Stored data —
******
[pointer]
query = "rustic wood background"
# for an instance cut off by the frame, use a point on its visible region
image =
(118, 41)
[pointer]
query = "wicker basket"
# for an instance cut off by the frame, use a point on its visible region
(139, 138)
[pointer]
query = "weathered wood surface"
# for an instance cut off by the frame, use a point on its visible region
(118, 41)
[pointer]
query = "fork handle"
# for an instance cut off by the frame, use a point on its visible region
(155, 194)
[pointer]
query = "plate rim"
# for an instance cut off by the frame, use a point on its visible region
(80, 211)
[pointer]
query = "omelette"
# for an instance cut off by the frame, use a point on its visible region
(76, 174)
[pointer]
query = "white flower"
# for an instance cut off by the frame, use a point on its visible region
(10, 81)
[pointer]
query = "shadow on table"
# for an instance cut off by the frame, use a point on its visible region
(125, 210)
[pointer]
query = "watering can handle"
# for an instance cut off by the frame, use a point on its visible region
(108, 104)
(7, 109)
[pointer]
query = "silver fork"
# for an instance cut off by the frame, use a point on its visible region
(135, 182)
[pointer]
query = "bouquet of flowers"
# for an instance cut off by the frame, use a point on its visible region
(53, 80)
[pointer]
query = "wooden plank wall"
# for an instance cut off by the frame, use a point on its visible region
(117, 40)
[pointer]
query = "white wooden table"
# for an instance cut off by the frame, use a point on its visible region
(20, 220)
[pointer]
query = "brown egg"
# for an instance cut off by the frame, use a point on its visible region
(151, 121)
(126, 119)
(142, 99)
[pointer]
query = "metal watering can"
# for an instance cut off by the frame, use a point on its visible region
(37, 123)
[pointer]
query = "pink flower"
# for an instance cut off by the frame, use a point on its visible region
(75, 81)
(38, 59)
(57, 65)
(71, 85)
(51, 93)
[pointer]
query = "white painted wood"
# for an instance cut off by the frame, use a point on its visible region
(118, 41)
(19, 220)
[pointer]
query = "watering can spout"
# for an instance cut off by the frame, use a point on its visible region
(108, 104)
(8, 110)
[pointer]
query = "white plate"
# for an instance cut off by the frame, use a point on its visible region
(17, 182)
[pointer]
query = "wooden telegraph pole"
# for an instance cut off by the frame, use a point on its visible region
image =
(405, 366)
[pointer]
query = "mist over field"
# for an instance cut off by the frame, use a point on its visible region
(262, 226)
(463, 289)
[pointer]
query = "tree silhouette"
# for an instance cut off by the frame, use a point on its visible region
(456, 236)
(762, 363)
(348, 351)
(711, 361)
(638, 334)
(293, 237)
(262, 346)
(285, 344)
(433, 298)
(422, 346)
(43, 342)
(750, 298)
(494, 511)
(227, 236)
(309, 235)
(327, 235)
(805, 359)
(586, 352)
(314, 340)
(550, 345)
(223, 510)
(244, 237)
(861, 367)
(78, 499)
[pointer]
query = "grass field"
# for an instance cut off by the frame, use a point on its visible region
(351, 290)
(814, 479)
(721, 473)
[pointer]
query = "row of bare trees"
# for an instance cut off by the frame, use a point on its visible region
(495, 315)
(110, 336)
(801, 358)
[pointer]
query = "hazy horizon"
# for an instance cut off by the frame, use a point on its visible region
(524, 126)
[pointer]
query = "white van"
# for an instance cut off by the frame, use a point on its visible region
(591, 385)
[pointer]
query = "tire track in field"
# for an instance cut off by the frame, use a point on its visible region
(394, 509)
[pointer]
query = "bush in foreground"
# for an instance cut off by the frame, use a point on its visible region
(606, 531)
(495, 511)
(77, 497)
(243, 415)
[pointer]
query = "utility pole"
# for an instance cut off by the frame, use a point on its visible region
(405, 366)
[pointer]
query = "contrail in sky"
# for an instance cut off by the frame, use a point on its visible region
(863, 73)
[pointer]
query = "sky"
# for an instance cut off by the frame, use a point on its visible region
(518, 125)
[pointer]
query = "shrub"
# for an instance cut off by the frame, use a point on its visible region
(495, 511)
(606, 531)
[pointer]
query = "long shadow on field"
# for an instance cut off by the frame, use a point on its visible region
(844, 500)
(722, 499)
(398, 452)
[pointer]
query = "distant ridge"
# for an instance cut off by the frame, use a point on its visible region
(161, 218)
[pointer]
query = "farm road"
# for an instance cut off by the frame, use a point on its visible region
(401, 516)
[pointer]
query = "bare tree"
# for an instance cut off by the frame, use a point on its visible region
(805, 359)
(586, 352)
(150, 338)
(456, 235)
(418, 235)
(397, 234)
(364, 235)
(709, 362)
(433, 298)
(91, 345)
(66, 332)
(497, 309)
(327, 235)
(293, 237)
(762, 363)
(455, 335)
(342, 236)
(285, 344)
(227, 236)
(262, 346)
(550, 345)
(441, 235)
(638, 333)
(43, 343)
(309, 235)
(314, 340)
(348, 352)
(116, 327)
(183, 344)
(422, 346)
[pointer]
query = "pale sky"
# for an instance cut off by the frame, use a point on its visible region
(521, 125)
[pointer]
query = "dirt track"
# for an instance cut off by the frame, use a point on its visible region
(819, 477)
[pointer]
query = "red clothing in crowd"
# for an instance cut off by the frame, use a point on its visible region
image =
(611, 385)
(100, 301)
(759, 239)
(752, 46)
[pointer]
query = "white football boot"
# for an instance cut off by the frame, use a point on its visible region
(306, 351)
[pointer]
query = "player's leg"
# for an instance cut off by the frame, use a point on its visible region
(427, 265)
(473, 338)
******
Task details — Return every line of the material exactly.

The completed task —
[pointer]
query = "rustic wood background"
# for an instance cut off by the frame, use a point on its visible region
image =
(118, 41)
[pointer]
query = "wicker basket"
# for an instance cut off by the frame, use a point on its visible region
(139, 138)
[pointer]
query = "weathered wood surface"
# for an instance cut off by the frame, use a point on its visible region
(118, 41)
[pointer]
query = "fork handle"
# for an instance cut off by the frame, use a point on its visible region
(155, 194)
[pointer]
query = "plate rim"
# for an instance cut off by the frame, use a point on its visible region
(80, 211)
[pointer]
query = "omelette"
# for an instance cut off by the frame, use a point on its visible region
(76, 174)
[pointer]
query = "white flower"
# for an instance cut off by the frame, use a point on its visible region
(10, 81)
[pointer]
query = "shadow on table"
# for an instance cut off by the frame, use a point on its visible region
(125, 210)
[pointer]
query = "watering can handle"
# for an instance cut off by the frame, use a point on its visible region
(108, 104)
(7, 109)
[pointer]
query = "silver fork"
# for an instance cut off by the frame, use a point on its visible region
(135, 182)
[pointer]
query = "bouquet of flowers"
# for an instance cut off by the frame, use a point on its visible region
(53, 80)
[pointer]
query = "wooden plank wall"
# for an instance cut off by the frame, use a point on its visible region
(117, 40)
[pointer]
query = "white wooden table"
# for an instance cut off by the frame, use a point on its visible region
(20, 220)
[pointer]
query = "brown egg"
# for an instance cut off by the frame, use a point on its visible region
(151, 121)
(126, 119)
(142, 99)
[pointer]
query = "metal watering can"
# for an instance cut off by the frame, use a point on its visible region
(37, 123)
[pointer]
query = "pink flower"
# for an instance cut off by the frame, use a point on its visible region
(75, 81)
(38, 59)
(57, 65)
(71, 85)
(51, 93)
[pointer]
query = "white painted wood"
# for an instance cut off by the frame, use a point on its visible region
(118, 41)
(19, 220)
[pointer]
query = "watering can spout"
# for an instance cut off by the frame, use a point on its visible region
(108, 104)
(8, 110)
[pointer]
query = "white plate"
# for an instance cut off by the frame, use a point on its visible region
(17, 182)
[pointer]
query = "wooden telegraph pole"
# for an instance cut off by the frame, use a point on its visible region
image =
(405, 366)
[pointer]
query = "mist over field"
# for an instance cut off by the frame, use a point on its visible region
(262, 226)
(463, 289)
[pointer]
query = "tree silhouette"
# for an instance cut off by the frame, use a point on its visible region
(456, 236)
(762, 363)
(348, 351)
(711, 361)
(638, 334)
(293, 237)
(262, 346)
(285, 344)
(433, 298)
(422, 346)
(43, 342)
(750, 298)
(494, 511)
(227, 236)
(309, 235)
(327, 235)
(805, 359)
(586, 352)
(314, 340)
(550, 345)
(223, 510)
(244, 237)
(861, 367)
(78, 499)
[pointer]
query = "grass field"
# for an instance cut off by the frame, use a point on its visible region
(351, 290)
(814, 479)
(721, 473)
[pointer]
query = "row of bare trees"
# for an instance cut off by the frame, use a point on its visible region
(495, 315)
(110, 336)
(801, 358)
[pointer]
query = "hazy horizon"
# for an instance cut off by the frame, use a point on its visible region
(524, 126)
[pointer]
query = "white van"
# for an instance cut off by the frame, use a point on its visible region
(591, 385)
[pointer]
query = "tire track in field"
# for an instance cut off by the frame, use a point on its visible region
(394, 509)
[pointer]
query = "bush in foreground"
# for an instance cut off by the frame, use a point on its visible region
(606, 531)
(495, 511)
(77, 497)
(243, 415)
[pointer]
query = "utility pole"
# for an instance cut off by the frame, use a point on its visible region
(405, 366)
[pointer]
query = "contrail in sky"
# for an instance cut off by the frame, use a point on its visible region
(863, 73)
[pointer]
query = "sky"
# for an instance cut off by the frame, use a point on its visible region
(518, 125)
[pointer]
query = "shrub"
# for an instance cut off by the frame, use a point on its visible region
(495, 511)
(606, 531)
[pointer]
query = "long shadow on field"
# for an instance cut off by the frame, use a point on its visible region
(844, 500)
(722, 499)
(398, 452)
[pointer]
query = "distant ridge"
# for an instance cut off by the frame, use a point on its visible region
(161, 218)
[pointer]
query = "farm road"
# for an instance cut off by the frame, use a point on its visible region
(401, 516)
[pointer]
query = "bare tree"
# for an instance cut off by the frame, use a point on its visible region
(805, 359)
(586, 352)
(150, 338)
(456, 235)
(418, 235)
(397, 234)
(364, 235)
(709, 362)
(433, 298)
(91, 345)
(66, 332)
(497, 309)
(327, 235)
(293, 237)
(762, 363)
(455, 335)
(342, 236)
(285, 344)
(227, 236)
(262, 346)
(550, 345)
(441, 235)
(638, 333)
(43, 343)
(309, 235)
(314, 340)
(348, 352)
(116, 327)
(183, 344)
(422, 346)
[pointer]
query = "pale sky"
# for an instance cut off by the frame, use a point on its visible region
(521, 125)
[pointer]
query = "dirt track"
# for an instance cut off by the frame, use a point on its visible region
(819, 477)
[pointer]
query = "red clothing in crowd"
# for an instance cut off by the frame, use a point on its visible region
image =
(611, 385)
(100, 301)
(759, 239)
(752, 46)
[pointer]
query = "white football boot"
# for an instance cut off by the frame, use a point on its visible region
(306, 351)
[pointer]
query = "player's leg"
# for an instance cut off by the frame, use a point on its visible region
(427, 265)
(473, 338)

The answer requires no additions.